Objective | Which lines in the data below contain the string "life"? Extract each one in full, matching case.

## Begin Input data

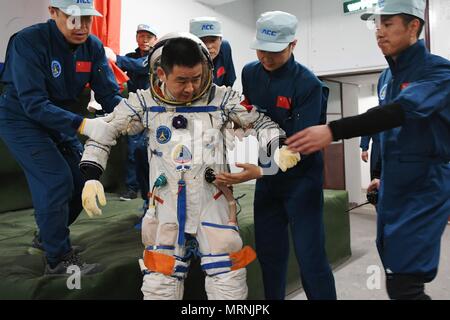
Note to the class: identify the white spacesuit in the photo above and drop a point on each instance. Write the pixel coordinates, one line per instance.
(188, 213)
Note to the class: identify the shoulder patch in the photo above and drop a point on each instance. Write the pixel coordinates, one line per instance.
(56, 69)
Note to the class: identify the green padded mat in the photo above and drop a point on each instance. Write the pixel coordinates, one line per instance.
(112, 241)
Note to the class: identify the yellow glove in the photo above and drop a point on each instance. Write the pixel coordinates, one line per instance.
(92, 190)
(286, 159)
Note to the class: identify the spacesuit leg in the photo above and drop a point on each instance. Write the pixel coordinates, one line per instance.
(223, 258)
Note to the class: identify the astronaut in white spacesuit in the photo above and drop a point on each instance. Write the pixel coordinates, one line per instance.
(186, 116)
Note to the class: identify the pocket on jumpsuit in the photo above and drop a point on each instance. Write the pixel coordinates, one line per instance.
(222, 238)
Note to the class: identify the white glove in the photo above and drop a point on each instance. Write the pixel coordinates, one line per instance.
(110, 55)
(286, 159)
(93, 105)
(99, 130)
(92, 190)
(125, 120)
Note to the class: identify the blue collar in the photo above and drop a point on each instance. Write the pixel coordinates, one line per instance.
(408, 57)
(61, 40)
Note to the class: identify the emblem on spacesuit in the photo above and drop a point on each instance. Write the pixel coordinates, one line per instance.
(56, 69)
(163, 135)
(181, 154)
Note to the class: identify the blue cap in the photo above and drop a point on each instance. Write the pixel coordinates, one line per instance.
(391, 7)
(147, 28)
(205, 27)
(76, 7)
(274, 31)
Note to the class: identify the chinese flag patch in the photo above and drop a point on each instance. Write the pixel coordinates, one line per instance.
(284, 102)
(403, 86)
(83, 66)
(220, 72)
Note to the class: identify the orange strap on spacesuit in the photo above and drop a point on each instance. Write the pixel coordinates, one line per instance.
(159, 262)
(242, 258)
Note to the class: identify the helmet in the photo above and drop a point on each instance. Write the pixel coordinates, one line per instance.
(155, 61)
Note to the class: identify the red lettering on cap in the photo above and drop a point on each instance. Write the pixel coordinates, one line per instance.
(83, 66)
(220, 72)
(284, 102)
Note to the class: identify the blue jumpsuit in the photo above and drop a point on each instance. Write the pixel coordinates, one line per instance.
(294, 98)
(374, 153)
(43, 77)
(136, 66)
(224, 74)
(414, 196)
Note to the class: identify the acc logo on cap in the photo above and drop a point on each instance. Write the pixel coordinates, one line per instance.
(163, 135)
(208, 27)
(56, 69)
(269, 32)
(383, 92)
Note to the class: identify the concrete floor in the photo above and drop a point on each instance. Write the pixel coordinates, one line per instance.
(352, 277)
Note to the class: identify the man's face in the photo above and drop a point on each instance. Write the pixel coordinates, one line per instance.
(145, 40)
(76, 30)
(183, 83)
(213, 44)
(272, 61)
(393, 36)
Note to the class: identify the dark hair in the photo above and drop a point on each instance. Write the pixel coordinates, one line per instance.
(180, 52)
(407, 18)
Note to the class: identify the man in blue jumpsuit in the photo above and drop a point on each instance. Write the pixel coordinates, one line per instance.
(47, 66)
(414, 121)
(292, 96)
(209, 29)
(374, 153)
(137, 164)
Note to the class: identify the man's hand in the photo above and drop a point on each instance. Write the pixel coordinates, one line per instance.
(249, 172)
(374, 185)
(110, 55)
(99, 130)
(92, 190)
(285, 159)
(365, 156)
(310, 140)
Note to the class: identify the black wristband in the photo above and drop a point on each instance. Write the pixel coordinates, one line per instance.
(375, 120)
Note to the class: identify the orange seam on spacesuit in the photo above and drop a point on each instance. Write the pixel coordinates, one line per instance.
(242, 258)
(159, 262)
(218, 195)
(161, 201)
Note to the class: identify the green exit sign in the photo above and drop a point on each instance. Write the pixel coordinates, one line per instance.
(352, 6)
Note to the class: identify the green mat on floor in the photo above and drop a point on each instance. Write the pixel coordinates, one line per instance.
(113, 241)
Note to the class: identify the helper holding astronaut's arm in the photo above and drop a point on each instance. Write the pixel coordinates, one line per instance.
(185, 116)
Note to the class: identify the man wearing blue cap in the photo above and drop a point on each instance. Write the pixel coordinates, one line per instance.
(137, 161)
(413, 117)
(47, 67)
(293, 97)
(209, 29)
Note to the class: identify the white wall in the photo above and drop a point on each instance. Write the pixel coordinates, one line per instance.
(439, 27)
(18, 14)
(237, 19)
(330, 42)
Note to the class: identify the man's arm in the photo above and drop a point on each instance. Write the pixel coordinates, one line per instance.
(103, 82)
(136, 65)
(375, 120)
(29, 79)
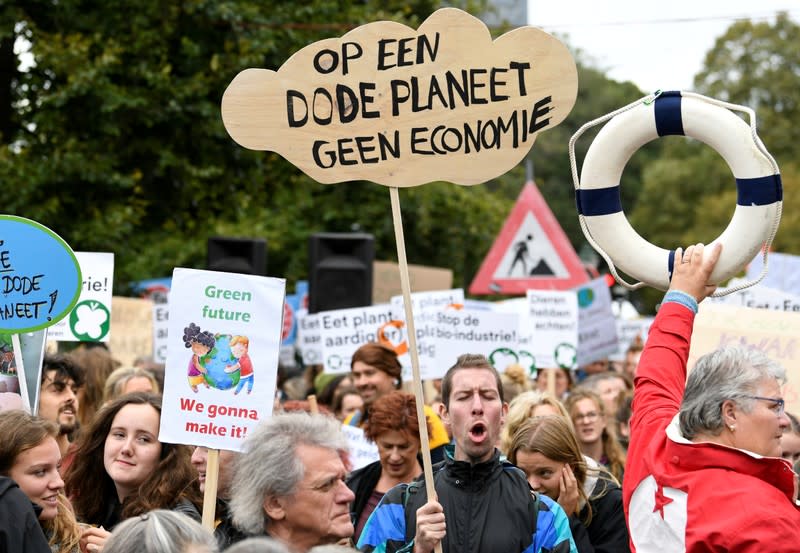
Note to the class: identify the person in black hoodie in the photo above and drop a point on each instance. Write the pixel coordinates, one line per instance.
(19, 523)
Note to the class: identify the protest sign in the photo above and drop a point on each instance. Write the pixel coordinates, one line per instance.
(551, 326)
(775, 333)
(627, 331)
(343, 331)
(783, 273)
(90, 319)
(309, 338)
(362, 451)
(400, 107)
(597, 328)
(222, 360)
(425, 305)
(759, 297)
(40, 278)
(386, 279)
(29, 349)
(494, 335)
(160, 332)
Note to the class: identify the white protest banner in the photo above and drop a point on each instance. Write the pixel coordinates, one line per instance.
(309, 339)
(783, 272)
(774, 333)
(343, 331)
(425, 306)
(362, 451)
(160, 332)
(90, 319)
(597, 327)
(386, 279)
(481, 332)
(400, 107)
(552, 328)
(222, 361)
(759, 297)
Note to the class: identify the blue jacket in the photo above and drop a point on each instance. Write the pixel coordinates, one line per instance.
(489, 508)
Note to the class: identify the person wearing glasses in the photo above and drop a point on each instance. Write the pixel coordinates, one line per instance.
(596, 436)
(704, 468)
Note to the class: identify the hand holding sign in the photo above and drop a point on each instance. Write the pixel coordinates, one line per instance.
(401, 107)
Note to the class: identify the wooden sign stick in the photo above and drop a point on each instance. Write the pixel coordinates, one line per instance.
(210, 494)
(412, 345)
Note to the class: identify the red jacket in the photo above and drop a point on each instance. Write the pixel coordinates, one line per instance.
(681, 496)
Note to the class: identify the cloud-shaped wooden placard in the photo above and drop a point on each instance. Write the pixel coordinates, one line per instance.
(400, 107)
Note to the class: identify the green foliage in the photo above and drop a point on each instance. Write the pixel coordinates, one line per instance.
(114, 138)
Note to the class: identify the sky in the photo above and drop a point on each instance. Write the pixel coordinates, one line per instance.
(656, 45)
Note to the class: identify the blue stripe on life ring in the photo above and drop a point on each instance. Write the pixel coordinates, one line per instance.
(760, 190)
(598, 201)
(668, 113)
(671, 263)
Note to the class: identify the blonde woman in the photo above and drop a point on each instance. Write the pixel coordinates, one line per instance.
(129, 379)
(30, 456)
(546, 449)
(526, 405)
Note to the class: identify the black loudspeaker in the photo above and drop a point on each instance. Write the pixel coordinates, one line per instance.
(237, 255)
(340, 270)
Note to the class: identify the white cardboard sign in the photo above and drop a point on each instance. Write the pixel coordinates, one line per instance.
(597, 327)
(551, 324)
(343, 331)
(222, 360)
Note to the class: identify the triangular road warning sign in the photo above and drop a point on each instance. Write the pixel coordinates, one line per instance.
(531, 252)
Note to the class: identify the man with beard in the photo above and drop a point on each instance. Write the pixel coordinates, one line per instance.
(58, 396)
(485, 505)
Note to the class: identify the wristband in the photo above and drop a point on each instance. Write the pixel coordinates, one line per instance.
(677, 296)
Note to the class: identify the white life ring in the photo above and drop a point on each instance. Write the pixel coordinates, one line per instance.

## End Input data
## Begin Input data

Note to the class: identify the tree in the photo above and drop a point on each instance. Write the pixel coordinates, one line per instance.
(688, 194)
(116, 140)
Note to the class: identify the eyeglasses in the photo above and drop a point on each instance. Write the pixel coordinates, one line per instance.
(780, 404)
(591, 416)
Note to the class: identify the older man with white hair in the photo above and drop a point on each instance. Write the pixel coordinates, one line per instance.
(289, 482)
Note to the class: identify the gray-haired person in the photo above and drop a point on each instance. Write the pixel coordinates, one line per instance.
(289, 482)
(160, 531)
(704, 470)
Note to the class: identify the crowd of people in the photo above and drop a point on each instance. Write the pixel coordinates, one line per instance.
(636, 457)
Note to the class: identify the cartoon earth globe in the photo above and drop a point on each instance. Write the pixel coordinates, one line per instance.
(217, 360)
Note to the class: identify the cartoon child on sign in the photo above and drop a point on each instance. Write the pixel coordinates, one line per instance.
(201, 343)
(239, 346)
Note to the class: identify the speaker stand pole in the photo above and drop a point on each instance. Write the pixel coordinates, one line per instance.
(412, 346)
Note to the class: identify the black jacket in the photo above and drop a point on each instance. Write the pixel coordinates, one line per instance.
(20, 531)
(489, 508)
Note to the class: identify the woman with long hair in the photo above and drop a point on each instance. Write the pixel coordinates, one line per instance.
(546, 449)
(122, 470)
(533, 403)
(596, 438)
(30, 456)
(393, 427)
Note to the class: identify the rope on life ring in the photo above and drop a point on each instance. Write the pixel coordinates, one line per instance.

## End Input data

The reply |
Note to the class: identify the blue stripe on life ring in the photo above and drop a point on each instance. Write the pixel coordinates, one line per instance.
Note to the class: identify the white life ring in the photo above and drop a point on each instance. Write the pixel coordinates, one line per instance.
Note to the class: identify the rope on life ring in the photo above and drop a point on each instance. Write the pixel coordinates, one line per instance.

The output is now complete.